▸ **REQUIREMENTS**:
• A. Decide whether each statement below agrees with the commentary on food and fuel, answering yes or no and quoting the words of the commentary that settle it. (i) Brabeck-Letmathe leads the world's largest food producing company. (ii) The writer intends to debate Brabeck-Letmathe soon. (iii) Brabeck-Letmathe said the Arab Spring started as a protest against rising fuel prices.
• B. Reproduce the commentary on food and fuel verbatim from "The implication is" up to and including "Which ones do?".

Regardless, by your nature as a producer, you, the American farmer, focus on producing food and fiber in a manner that returns enough profit to risk it all again next year. You’ve become accustomed to allowing someone else tell you just how your efforts fit in terms of moral implications. You are not just a price taker, you’re a morals taker, too.
Brabeck-Letmathe helms the world’s largest food producing company, so I give great credence to his opinion. His company moves markets and yours truly moves cursors across computer screens. I won’t soon debate him, but I do have questions generated from the opinions he offered in the article. On the food-for-fuel front, Brabeck-Letmathe told his interviewer that “What we call today the Arab Spring really started as a protest against ever-increasing food prices.” He went on to say that Westerners face food price spikes in much different ways than people in less developed countries, “people who we have been pushing back into extreme poverty with wrong policy making,” said Brabeck-Letmathe.
The implication is that one country’s attempt to level its resources at fuel independence can be a knock at food security to another country. He may be correct. These moral issues are complicated things, but if that’s true, isn’t it a fuel-producing country’s moral obligation to break price-fixing cartels? Which ones do?

▸ **DATASET ROWS**:

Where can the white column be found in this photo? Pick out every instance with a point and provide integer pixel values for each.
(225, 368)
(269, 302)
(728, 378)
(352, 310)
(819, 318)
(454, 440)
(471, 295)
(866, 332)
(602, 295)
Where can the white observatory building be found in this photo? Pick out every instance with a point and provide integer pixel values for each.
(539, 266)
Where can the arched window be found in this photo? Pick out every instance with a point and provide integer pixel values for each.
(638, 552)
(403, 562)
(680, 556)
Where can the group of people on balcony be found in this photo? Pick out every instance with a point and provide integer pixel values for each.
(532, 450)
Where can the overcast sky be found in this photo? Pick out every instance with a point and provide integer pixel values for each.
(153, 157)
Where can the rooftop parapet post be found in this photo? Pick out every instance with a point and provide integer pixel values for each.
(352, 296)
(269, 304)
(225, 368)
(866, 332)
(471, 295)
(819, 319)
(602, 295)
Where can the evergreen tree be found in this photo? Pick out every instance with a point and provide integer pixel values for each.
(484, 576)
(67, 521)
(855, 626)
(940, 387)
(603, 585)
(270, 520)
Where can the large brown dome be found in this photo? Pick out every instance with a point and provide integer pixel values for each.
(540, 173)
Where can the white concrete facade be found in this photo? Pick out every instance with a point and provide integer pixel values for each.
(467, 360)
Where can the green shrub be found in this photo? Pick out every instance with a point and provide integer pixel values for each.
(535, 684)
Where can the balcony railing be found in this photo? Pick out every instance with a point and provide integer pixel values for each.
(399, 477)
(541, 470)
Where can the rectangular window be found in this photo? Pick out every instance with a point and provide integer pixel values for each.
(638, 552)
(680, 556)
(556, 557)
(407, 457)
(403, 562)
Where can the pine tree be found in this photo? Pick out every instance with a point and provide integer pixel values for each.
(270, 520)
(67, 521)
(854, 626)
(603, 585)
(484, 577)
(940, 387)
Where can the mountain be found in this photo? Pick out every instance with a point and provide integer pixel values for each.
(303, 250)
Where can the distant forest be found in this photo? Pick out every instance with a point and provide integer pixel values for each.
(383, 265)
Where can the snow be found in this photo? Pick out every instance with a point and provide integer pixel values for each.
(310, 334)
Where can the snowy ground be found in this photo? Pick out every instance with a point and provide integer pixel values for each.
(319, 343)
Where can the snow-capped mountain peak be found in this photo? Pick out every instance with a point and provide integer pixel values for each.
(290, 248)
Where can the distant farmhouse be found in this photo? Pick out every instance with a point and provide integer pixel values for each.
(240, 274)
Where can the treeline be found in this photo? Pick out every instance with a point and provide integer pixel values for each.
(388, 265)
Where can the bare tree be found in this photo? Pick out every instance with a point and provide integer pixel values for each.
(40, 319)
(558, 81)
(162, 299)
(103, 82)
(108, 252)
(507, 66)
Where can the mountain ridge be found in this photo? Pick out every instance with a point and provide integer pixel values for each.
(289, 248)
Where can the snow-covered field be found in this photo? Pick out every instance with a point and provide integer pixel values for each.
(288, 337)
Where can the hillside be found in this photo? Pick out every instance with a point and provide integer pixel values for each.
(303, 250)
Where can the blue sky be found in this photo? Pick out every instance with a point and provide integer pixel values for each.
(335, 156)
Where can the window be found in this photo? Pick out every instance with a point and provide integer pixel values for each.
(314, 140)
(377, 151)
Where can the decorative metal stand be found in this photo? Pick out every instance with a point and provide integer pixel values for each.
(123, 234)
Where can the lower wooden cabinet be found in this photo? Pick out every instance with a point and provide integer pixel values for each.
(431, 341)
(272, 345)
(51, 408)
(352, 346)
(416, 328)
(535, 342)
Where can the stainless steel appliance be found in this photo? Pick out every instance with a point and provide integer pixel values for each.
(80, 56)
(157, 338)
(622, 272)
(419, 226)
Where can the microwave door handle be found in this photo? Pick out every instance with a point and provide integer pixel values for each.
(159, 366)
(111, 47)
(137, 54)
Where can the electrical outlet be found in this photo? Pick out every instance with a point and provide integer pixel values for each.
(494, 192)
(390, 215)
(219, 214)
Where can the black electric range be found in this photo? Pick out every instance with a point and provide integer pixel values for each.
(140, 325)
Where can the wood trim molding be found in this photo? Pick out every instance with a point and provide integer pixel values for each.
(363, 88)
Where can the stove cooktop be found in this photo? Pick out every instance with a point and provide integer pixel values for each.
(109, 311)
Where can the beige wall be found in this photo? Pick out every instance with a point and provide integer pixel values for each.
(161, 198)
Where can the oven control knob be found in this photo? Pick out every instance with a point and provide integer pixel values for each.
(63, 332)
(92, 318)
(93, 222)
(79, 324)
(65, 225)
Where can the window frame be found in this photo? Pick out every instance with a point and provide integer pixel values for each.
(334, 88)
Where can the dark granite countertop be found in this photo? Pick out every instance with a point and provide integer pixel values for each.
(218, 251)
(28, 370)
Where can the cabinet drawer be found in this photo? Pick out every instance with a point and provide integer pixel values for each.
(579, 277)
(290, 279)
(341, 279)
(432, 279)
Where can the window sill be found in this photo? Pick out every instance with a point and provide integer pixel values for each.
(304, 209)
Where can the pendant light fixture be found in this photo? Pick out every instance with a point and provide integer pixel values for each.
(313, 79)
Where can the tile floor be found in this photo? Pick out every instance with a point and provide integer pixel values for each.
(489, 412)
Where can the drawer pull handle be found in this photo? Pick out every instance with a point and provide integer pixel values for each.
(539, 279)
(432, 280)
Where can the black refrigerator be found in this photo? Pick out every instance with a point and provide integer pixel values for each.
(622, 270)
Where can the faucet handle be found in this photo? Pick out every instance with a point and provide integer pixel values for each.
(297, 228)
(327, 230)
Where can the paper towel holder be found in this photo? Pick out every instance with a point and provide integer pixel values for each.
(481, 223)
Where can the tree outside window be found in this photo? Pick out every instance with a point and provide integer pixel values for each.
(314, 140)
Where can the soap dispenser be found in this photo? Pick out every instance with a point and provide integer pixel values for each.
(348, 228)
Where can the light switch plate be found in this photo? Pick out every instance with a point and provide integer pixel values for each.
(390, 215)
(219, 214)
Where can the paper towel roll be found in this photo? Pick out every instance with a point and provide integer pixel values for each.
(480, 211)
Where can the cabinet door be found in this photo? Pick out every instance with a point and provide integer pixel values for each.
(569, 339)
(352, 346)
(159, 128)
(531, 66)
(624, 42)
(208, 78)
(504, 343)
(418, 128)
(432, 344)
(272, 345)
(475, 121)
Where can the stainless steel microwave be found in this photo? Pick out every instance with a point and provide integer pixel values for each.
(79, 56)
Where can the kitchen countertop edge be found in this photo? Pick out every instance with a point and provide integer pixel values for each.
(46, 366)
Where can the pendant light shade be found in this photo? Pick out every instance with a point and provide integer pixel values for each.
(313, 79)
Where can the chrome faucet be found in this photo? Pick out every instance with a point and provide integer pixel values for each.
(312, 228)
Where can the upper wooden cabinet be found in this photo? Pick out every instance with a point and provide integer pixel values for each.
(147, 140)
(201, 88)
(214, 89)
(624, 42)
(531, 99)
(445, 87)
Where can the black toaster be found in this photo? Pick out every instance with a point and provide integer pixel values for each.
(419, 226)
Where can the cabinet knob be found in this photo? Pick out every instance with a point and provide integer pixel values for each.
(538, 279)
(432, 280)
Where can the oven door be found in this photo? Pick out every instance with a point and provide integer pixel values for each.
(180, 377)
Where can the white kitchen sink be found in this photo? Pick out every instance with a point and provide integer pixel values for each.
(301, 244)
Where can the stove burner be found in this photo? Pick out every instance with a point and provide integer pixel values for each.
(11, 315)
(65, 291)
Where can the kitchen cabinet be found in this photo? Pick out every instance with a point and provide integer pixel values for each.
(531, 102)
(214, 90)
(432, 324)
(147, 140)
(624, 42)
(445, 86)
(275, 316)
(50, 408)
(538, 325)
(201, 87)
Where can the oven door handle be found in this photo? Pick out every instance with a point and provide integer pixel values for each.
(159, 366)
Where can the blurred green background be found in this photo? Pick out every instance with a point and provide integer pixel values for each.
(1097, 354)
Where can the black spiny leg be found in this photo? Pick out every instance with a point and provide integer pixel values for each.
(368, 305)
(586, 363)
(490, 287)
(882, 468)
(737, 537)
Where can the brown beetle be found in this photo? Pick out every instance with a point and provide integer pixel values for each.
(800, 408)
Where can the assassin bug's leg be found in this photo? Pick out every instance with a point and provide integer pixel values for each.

▸ **RESPONSES TO THE EXERCISE**:
• A.
(i) Yes: "Brabeck-Letmathe helms the world’s largest food producing company"
(ii) No: "I won’t soon debate him"
(iii) No: "really started as a protest against ever-increasing food prices."

• B.
The implication is that one country’s attempt to level its resources at fuel independence can be a knock at food security to another country. He may be correct. These moral issues are complicated things, but if that’s true, isn’t it a fuel-producing country’s moral obligation to break price-fixing cartels? Which ones do?